=== WORK ORDER ===
Quote, without any change, the line that contains "Would you point out the planter" and all lines that follow it to the end of the data below.

Top of THE DATA

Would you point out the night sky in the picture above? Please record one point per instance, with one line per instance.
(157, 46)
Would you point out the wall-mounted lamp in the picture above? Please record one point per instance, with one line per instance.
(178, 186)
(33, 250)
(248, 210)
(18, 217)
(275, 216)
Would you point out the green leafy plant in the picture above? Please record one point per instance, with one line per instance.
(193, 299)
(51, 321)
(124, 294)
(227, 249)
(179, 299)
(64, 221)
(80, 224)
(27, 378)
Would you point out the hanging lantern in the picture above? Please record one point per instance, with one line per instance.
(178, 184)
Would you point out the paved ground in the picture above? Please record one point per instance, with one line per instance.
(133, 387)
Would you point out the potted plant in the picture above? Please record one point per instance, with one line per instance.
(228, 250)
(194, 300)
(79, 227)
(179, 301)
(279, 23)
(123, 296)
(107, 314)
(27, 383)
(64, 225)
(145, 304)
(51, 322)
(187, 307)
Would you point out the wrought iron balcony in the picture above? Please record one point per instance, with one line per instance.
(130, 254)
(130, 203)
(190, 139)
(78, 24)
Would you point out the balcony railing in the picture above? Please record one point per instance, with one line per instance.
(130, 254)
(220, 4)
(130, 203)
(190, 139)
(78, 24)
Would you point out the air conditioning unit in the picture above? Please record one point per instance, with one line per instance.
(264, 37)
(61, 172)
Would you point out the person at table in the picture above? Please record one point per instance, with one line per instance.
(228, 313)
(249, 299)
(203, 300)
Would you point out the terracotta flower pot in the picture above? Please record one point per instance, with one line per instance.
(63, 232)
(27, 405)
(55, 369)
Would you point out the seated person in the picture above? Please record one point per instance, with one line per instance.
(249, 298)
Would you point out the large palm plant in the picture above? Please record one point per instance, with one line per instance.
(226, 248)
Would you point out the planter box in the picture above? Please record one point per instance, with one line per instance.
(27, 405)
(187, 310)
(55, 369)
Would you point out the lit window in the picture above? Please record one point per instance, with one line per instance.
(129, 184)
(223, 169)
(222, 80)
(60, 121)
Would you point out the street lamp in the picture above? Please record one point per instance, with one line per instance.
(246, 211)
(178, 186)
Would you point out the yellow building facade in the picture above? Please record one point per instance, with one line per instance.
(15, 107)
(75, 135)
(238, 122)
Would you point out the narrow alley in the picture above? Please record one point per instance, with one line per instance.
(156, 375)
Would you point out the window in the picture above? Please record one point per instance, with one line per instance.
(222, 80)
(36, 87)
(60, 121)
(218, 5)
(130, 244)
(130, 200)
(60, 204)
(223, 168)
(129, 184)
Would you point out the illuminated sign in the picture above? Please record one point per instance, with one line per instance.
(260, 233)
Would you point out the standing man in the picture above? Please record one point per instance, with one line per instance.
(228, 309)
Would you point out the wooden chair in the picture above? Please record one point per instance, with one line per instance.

Bottom of THE DATA

=== EXERCISE ANSWER ===
Would you point out the planter box in the picture above? Please record one point per instance, with one line per instance.
(27, 405)
(187, 310)
(55, 369)
Would you point out the lit window in the picture above? Please record one point per instance, with one line per instance.
(129, 184)
(223, 169)
(222, 80)
(60, 121)
Would you point out the street lamp in the picture above? Please record one point per instance, with one line per instance.
(246, 211)
(178, 186)
Would you point out the yellow building facade in the picture above? Please record one point per instance, with one line per instance.
(15, 107)
(75, 135)
(238, 122)
Would you point out the narrow alley in the picture above? Please record one point per instance, with one line per instance.
(156, 375)
Would you point out the window in the picture above? Please record one point per instance, with one line per instance.
(222, 80)
(36, 87)
(60, 121)
(218, 5)
(130, 244)
(130, 200)
(60, 204)
(223, 168)
(129, 184)
Would you point out the illuminated sign in the picture above? Please record one point per instance, with one line per instance.
(260, 233)
Would you point out the standing man in the picture above? Please record one point per instance, with one line per instance.
(228, 309)
Would you point out the wooden chair in the picture above? Please record one point per instance, with one line per instance.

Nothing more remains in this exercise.